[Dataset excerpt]
* Start *

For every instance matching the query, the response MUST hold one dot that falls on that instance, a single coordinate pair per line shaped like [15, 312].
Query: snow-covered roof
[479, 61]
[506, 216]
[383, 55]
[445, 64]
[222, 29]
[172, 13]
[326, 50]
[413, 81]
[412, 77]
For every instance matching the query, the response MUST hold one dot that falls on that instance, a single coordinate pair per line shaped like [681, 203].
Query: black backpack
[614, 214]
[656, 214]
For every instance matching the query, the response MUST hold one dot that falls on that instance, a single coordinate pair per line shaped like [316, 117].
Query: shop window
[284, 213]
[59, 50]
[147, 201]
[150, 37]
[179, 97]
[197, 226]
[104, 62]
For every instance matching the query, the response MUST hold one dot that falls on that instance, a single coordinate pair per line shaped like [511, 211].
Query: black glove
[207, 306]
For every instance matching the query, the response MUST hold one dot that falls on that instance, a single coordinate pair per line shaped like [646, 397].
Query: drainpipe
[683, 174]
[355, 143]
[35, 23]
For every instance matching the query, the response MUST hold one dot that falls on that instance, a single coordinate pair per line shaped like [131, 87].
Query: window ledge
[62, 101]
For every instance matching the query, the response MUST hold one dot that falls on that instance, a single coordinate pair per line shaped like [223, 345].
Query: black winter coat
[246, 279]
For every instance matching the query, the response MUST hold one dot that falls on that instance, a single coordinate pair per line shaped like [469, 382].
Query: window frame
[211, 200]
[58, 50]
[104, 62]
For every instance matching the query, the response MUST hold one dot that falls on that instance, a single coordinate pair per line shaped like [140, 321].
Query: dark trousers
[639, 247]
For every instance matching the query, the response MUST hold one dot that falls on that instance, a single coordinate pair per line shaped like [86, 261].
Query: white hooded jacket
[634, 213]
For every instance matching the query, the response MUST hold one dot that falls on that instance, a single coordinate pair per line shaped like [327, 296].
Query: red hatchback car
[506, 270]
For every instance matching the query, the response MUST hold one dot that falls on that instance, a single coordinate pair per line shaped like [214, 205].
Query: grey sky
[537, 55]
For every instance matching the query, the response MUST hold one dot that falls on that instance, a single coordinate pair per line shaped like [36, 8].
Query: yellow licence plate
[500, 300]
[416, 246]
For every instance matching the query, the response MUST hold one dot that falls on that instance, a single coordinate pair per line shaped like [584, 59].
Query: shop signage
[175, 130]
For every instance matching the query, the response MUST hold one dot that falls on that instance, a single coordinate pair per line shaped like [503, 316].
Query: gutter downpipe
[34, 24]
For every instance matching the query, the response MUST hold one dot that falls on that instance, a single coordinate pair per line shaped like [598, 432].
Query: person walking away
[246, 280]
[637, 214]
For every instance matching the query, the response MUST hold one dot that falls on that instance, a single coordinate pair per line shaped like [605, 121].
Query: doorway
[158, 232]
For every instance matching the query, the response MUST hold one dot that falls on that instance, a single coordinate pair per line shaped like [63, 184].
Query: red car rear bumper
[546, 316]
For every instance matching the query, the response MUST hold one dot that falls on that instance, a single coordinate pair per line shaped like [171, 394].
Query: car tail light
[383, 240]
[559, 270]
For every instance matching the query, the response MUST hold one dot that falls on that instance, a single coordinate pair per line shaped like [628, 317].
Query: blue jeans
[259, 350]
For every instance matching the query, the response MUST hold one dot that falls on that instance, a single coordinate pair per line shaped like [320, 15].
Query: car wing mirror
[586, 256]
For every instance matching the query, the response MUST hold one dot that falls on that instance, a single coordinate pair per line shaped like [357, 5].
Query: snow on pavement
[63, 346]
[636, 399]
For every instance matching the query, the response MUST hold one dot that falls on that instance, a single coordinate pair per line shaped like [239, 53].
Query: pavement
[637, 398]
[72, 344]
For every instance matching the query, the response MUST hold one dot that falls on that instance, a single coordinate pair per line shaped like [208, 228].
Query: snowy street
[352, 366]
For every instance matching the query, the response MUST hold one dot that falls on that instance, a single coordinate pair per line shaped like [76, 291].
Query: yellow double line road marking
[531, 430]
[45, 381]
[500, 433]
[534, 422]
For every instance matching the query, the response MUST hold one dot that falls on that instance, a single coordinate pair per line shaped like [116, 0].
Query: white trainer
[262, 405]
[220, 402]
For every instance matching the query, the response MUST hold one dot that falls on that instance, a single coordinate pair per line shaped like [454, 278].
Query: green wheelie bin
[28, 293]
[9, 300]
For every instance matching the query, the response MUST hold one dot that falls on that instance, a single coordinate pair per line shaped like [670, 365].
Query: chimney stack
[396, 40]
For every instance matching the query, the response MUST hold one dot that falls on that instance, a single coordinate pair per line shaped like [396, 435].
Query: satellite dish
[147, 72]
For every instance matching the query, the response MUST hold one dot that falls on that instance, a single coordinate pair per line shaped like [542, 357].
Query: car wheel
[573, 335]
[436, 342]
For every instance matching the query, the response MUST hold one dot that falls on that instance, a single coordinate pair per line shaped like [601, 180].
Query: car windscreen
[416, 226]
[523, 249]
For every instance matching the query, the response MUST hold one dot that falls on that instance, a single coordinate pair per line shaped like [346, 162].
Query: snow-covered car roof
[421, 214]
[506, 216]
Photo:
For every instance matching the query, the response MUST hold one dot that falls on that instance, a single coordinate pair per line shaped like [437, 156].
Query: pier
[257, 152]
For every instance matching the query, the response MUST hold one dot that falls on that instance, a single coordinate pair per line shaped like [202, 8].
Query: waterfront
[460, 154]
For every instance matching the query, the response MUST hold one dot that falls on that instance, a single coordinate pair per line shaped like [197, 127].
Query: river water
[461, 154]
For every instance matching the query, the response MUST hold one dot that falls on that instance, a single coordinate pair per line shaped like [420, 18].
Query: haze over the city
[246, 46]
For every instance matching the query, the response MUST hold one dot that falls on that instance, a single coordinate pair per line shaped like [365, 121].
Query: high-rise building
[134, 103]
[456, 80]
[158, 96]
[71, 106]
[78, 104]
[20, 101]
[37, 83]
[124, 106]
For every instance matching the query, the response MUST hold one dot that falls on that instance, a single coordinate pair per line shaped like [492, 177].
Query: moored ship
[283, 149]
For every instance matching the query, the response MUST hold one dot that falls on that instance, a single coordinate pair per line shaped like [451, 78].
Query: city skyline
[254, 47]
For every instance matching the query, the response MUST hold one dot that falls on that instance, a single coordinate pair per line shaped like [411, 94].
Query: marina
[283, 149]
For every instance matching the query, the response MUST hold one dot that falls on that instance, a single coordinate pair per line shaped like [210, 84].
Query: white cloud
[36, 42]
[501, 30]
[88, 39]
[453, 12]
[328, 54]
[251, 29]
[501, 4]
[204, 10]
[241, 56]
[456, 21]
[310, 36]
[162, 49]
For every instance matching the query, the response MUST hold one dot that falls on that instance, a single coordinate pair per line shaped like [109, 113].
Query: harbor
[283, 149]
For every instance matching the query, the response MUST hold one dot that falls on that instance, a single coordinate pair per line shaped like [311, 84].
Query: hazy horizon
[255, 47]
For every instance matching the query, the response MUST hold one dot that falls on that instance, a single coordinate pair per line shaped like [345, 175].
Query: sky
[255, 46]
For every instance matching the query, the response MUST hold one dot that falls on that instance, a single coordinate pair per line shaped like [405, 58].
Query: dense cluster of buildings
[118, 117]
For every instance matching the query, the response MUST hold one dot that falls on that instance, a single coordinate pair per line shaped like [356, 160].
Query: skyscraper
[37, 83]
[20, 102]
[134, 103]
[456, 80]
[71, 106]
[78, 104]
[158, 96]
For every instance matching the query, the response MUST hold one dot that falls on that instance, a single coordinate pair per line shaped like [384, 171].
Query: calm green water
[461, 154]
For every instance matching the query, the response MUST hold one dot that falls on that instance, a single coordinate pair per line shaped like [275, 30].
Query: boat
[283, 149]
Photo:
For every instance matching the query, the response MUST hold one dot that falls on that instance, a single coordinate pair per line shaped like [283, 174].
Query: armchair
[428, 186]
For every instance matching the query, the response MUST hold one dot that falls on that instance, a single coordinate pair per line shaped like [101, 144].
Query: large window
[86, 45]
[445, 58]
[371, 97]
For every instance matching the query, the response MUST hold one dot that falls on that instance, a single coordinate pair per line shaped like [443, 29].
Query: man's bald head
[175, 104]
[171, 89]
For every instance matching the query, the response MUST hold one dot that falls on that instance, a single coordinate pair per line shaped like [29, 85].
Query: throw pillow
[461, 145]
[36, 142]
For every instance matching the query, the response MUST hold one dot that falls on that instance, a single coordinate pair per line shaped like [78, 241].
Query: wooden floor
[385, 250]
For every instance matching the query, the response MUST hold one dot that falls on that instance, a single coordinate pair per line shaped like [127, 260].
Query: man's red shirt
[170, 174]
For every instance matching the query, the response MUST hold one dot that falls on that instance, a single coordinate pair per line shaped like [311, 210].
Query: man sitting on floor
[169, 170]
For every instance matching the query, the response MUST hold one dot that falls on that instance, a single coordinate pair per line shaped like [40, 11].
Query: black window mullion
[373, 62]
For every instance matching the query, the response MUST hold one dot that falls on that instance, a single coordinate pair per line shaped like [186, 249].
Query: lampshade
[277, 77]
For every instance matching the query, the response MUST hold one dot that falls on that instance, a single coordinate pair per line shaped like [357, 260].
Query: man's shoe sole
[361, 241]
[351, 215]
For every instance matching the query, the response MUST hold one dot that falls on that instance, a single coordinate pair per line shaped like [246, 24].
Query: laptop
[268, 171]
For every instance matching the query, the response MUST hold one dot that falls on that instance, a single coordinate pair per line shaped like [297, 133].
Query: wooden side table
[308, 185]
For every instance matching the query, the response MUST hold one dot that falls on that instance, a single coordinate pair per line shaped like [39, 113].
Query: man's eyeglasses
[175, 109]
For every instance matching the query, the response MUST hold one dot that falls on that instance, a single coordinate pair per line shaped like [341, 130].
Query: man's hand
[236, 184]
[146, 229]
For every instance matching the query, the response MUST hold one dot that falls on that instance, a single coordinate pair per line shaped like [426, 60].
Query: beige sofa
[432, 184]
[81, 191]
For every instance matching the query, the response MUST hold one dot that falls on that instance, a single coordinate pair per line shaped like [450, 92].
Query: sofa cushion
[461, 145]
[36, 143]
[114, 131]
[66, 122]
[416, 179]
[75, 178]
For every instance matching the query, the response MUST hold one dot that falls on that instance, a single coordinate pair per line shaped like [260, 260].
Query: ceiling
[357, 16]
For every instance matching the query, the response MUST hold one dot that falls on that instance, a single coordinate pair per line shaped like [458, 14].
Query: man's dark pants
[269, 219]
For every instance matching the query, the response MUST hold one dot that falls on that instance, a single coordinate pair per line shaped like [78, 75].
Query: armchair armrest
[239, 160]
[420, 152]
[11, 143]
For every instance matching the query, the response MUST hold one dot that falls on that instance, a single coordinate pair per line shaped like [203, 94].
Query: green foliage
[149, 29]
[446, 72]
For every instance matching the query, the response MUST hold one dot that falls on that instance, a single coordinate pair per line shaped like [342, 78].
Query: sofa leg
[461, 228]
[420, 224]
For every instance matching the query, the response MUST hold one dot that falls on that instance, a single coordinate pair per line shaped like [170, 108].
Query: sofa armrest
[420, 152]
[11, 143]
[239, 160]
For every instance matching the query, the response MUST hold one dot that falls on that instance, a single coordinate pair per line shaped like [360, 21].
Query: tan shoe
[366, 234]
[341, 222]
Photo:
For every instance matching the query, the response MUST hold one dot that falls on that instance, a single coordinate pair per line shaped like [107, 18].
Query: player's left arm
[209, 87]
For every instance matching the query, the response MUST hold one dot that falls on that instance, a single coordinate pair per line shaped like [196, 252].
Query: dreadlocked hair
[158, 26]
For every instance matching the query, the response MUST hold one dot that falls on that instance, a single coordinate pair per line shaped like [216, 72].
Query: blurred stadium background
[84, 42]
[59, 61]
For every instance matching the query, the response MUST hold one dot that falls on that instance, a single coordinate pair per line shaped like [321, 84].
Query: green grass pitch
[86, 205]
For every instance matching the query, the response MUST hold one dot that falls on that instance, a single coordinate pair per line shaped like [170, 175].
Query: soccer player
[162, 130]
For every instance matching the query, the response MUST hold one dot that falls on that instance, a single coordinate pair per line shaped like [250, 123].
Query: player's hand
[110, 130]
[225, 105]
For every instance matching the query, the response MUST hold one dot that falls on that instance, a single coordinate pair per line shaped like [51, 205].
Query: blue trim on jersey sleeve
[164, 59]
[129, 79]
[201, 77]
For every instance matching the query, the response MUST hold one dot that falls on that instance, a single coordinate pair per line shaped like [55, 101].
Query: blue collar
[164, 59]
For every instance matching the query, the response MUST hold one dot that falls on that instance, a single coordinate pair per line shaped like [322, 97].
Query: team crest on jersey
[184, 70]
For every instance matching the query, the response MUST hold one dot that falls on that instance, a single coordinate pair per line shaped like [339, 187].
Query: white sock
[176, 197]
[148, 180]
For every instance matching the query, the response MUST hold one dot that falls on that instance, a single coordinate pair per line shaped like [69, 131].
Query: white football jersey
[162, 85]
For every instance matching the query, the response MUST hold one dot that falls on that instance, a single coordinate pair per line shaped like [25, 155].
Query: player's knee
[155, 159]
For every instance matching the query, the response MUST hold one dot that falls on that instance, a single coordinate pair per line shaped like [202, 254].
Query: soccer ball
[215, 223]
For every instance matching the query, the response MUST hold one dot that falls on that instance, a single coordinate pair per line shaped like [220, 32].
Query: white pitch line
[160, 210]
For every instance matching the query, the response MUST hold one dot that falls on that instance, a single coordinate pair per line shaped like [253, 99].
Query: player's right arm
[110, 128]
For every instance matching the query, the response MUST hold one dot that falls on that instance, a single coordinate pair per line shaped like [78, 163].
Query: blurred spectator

* End *

> [Directions for this task]
From the line containing "like [220, 32]." through the final line of the listing above, retype every line exactly; leave out everything else.

> [Finished answer]
For every instance matching the query, the response MUST hold one dot that falls on that instance, a single coordinate pair per line shaped like [220, 32].
Query: white pitch line
[160, 210]
For every instance matching the query, the response MUST hold one dot that falls on that instance, a single coordinate pair per line shaped like [253, 99].
Query: player's right arm
[110, 128]
For every instance matching the query, the response MUST hold one dot that falls on that instance, a single coordinate pair per line shaped like [78, 163].
Query: blurred spectator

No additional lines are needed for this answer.